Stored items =
****

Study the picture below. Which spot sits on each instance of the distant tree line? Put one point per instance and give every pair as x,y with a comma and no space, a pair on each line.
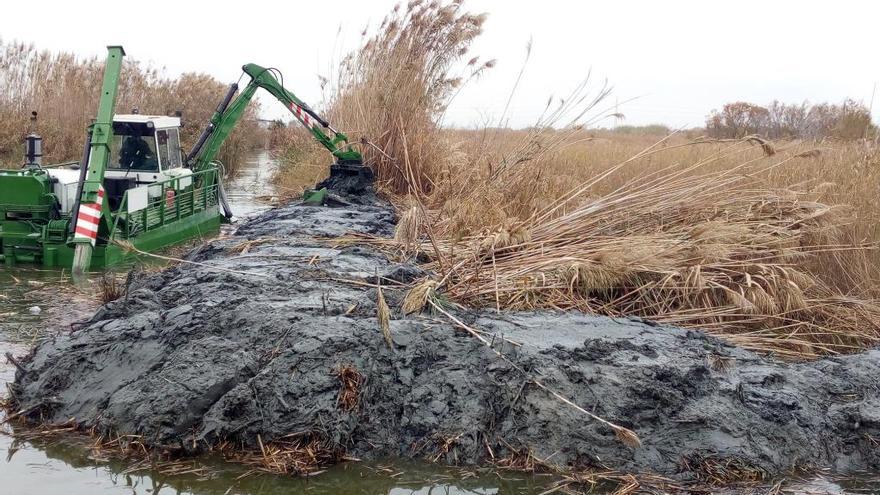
849,120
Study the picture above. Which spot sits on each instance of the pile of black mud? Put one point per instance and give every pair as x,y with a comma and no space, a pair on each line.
194,355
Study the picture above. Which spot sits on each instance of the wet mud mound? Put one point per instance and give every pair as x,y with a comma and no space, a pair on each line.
193,356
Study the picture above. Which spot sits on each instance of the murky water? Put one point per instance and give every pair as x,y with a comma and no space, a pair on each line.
34,303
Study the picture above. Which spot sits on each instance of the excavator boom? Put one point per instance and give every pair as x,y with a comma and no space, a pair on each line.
231,109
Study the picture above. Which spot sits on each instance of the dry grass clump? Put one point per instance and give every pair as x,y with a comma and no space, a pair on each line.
110,288
63,89
350,380
299,454
717,471
733,236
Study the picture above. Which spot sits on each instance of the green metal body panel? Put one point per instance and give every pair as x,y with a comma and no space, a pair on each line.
35,230
35,233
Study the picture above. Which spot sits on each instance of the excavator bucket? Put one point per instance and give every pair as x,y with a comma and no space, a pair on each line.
352,178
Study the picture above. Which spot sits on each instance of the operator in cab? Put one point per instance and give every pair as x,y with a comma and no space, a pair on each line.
136,154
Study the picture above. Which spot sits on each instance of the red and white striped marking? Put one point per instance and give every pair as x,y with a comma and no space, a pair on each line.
303,116
89,218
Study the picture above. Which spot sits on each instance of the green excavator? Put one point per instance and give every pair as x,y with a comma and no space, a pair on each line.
134,188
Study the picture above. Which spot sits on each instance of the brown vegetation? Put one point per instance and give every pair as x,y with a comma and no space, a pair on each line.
736,236
63,90
849,120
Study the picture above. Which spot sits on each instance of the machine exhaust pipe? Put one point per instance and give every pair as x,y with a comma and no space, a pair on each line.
203,138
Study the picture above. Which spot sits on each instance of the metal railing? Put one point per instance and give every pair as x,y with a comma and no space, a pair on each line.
166,204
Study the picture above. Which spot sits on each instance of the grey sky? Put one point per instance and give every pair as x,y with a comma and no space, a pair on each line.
677,59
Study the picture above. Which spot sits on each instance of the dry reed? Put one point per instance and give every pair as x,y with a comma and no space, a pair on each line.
706,234
63,89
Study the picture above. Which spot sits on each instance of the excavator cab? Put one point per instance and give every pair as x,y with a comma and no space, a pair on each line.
145,149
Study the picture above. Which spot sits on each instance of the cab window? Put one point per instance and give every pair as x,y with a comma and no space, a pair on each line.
174,159
162,139
133,148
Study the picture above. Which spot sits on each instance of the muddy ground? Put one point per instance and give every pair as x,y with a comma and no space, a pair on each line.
194,355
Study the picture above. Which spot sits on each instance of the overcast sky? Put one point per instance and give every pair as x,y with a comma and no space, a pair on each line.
676,59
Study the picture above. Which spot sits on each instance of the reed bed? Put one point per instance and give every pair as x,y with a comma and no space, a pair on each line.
742,238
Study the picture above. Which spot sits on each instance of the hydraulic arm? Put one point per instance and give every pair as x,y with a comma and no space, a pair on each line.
91,212
231,109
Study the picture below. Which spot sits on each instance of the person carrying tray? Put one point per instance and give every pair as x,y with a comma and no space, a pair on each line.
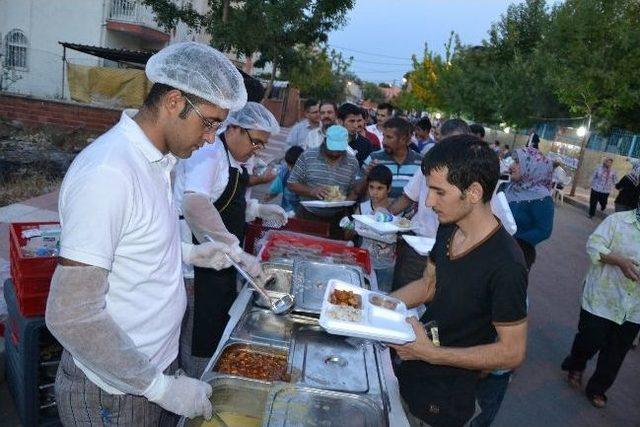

****

Would you print all the entries again exactly, minus any pictures?

ANSWER FOR THE TASK =
Study the picture below. Which spot sits on each instance of the distant tree line? Put one point per instance and give every pair as x,y with a comma and no space, a pair on each line.
849,120
Study the picture above. Which spot sits on each instance of the pile of black mud? Put one point per instance and give every pair as x,y with a comma and no space, a pair on each line.
194,355
Study the picture above. Which spot sits on each instance of the wet mud mound? Put one point per instance and give every pair as x,y with a comma and no space, a pair on each line.
193,356
Study the picture above. Which spot sits on each instance of the murky water? Put one point per instance and give every pair as x,y with a comma and no space, a pair on each line.
34,303
Study the picture above. Which spot sits on each instance of the excavator boom? Put one point per instance and give every pair as x,y with a comma and no space, a pair on each line.
231,109
Study the picture above. Which spot sits on each instance of the dry grass clump? Put one point per instance and give every pair as x,y with a comma and no space, a pair on each line.
110,288
63,89
350,380
299,454
717,471
733,236
Study the picture above. Which spot sits on each instance of the green metal body panel? Put one point per instance and give every pair as x,y with a comma and no space, a pair on each line.
35,230
35,233
Study the picture above. Which spot sits on each instance of the excavator bucket? Put one point per instance and give every pair as x,y with a comma and no space, a pair on each line.
352,178
Study the picture above. Which spot sits on each instance of the operator in cab? Put one point per instance and give every pair as x,y with a comma and no space, a pair on each line.
136,154
Study the picture above. Which spot sits on each instance of the red and white striped marking? Put one point per instance and give every pair as x,y with a comma and no space, a pair on each line.
303,116
89,218
Study the picture above. Which spot sits on each instance of the green excavator? Put one point per instance and give every pair as x,y with a comma and no space, a pair on each line.
134,188
Study the picture above. Which spot sits on each instance of the brown vegetation? Put one point per instance and give every pair as x,y with a comma and no space, a pair on each line.
736,236
63,90
849,120
Study the picture above. Which spot sits on each instance of the machine exhaust pipe? Put one point per instance and give every pair as x,y with a comma and no space, a pair on each line.
203,138
Study the picture above. Which spot sits on each instance of the metal railing? Put one point per instance and give every pair as x,y with a comma and no space, a pair on each line.
166,204
Study the picture above. Which spot sits on each instance of the grey sky? Put one point per instance and give every pair as x,y with a comma and no space, a pair on each line.
677,59
Study the picture above. Which spot sits on each instance of the dry reed? Put one point per instance and give every pair as x,y with a comma and no space, a pair on each line.
706,234
63,89
Study the picture above. Which spot sits on each instance of the excavator cab? Put one point per instance and give every pair as x,y with a comma and no space, a pair on each line.
145,149
Study the picture above. Which spot sits on each instance of the cab window? Put one point per instance and give every pair as x,y with a comma and no space, a pair on each line.
174,159
162,139
133,148
Study the picture above. Which spot sits on each instance of the muddy ground? Put one point per instance and give every pair as x,y with a comma and no space, a pair on each line.
194,355
Study the picture above. Which spot sits on each instance of the overcast sky? Put one point per instance and give every pair as x,y with a comma and no space, a pair on each line.
676,59
Study the picture above. Which spot sits on each instance of the reed bed? Put one point per instance and give every pair as x,y with a comma and no space, a pair on each line.
742,238
Study the picture above. Which spot sits on each instance of the hydraulic arm? Put one point per instance and give every pair as x,y with a comma and no space, a pair on each line.
91,212
231,109
Study the picture below. Which spot sits on each instance of the person carrying tray? Put one point per instance and give every pair as x,y with a comma and no space, a pair on each line.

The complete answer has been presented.